### Extract to read
- - - -
Or do I?
I read in an earlier version of a publishing trade magazine this month that an industry professional I’m not going to identify could not figure out why a certain hugely successful author (I’m also not going to identify) hit it big when this certain hugely successful author had not gone through all the hoops that (according to the industry professional) all other authors had gone through: years of practice, rejection letters, critique groups, and editing.
In a very real way this bothered me.
Here’s someone in the publishing industry who cannot seem to figure out how someone hit it big…because they trashed the traditional paradigm? That’s what bothered me. In a previous post I’d discussed that I’d thought there really is no secret to writing, but here was someone who professed to “know things” because this person was a professional who trafficked in authors. Had “answers.” Presented at conferences and made money off his/her knowledge.
- - - -
### Information shown
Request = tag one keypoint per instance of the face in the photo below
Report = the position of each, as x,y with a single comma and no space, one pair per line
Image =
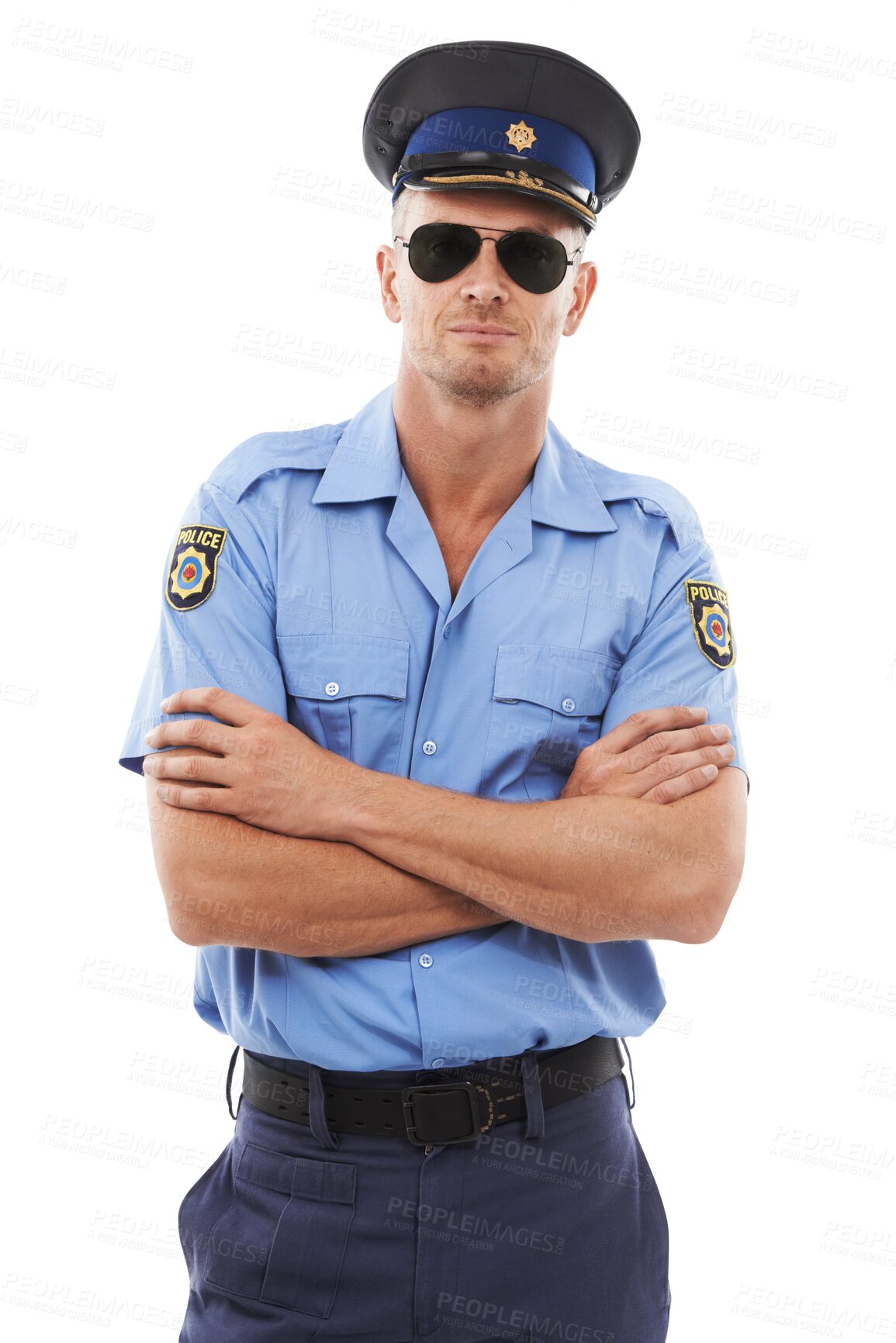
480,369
- - - -
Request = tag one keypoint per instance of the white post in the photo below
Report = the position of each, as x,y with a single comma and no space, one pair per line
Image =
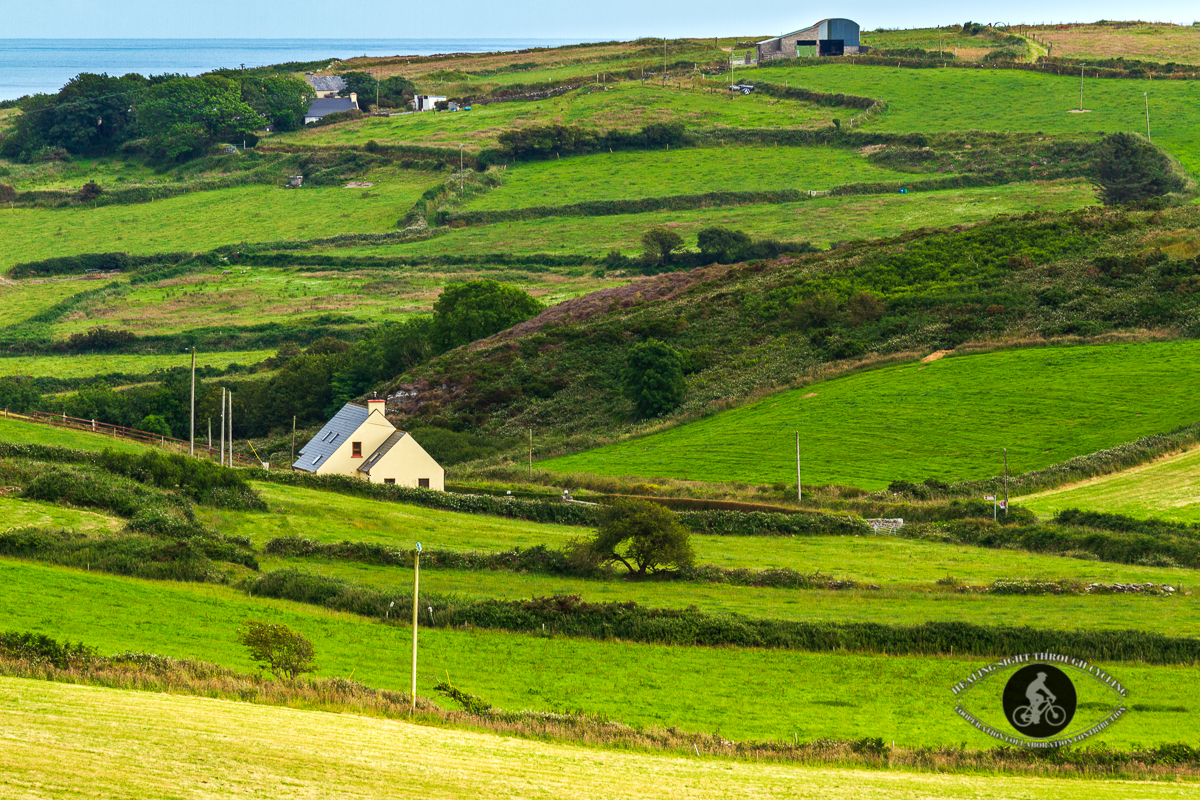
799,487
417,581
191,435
- - - -
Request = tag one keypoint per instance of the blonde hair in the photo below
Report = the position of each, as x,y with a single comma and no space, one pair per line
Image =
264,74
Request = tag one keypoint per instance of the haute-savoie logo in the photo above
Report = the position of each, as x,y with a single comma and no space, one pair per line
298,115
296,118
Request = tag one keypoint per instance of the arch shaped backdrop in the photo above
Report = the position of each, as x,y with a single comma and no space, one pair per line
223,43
- - - -
### Activity list
A) In the piece about the publishing professional and the hugely successful author, what steps did the professional say all other authors had gone through?
B) Carry the piece about the publishing professional and the hugely successful author further, beginning after its final sentence.

### Written responses
A) Years of practice, rejection letters, critique groups, and editing.

B)
My problem is with the industry professional’s mindset—and I’m bettin, like in my previously posted blog—this is the exact same mindset used most everywhere else in the publishing world these days: rigidity. And it’s not just symptomatic of publishing, it’s in many other areas of life. Individuals seem to get so wrapped up in the mechanics and structure of whatever it is they’re doing and forget to let the creativity of the act take them along. This heavily applies to the craft of writing. Many of my writer friends (many also published) seem to intensely focus on the “craft” of writing. They beat it into the ground. Teach classes on it. Write articles about it. Talk about it at parties. And, again, as mentioned in a previous post, I mean absolutely no disrespect to any one of them—including the industry professional in the abovementioned article. In my humblest of opinions, I feel some of the intense focus is, indeed, deserved…but I feel this also hints that perhaps all of the laser-like focus is because this is one area that humans can control, especially in the world of writing. Learning about verbs and sentence structure. Story structure. Following rules. And when some young upstart like the author cited in the mentioned article comes along and blasts that all to hell…well, it’s upsetting to “this way of thinking.” I understand that. But to go on and profess an utter disbelief and stymied mentality as to why our mentioned author became so successful without any real “schooling” in all-things writing baffles the hell out of me. I have read many a published book that absolutely stunk, in, again, my humblest of opinions. I have read many books (again, IMHO) that I truly felt stunk yet others felt were absolutely great. I have read many a book (some of which stunk, and some of which did not) where I was editing as I read, even correcting grammar, and I’m not anywhere near a expert grammaratististist….
My point is, is this industry professional just making a point…that he really does understand that there are factors and variables out there that just overtake all so-called rational and knowledgeable “rules,” or is he really in the dark? Good lord, I hope it’s the former.
But I’m not convinced.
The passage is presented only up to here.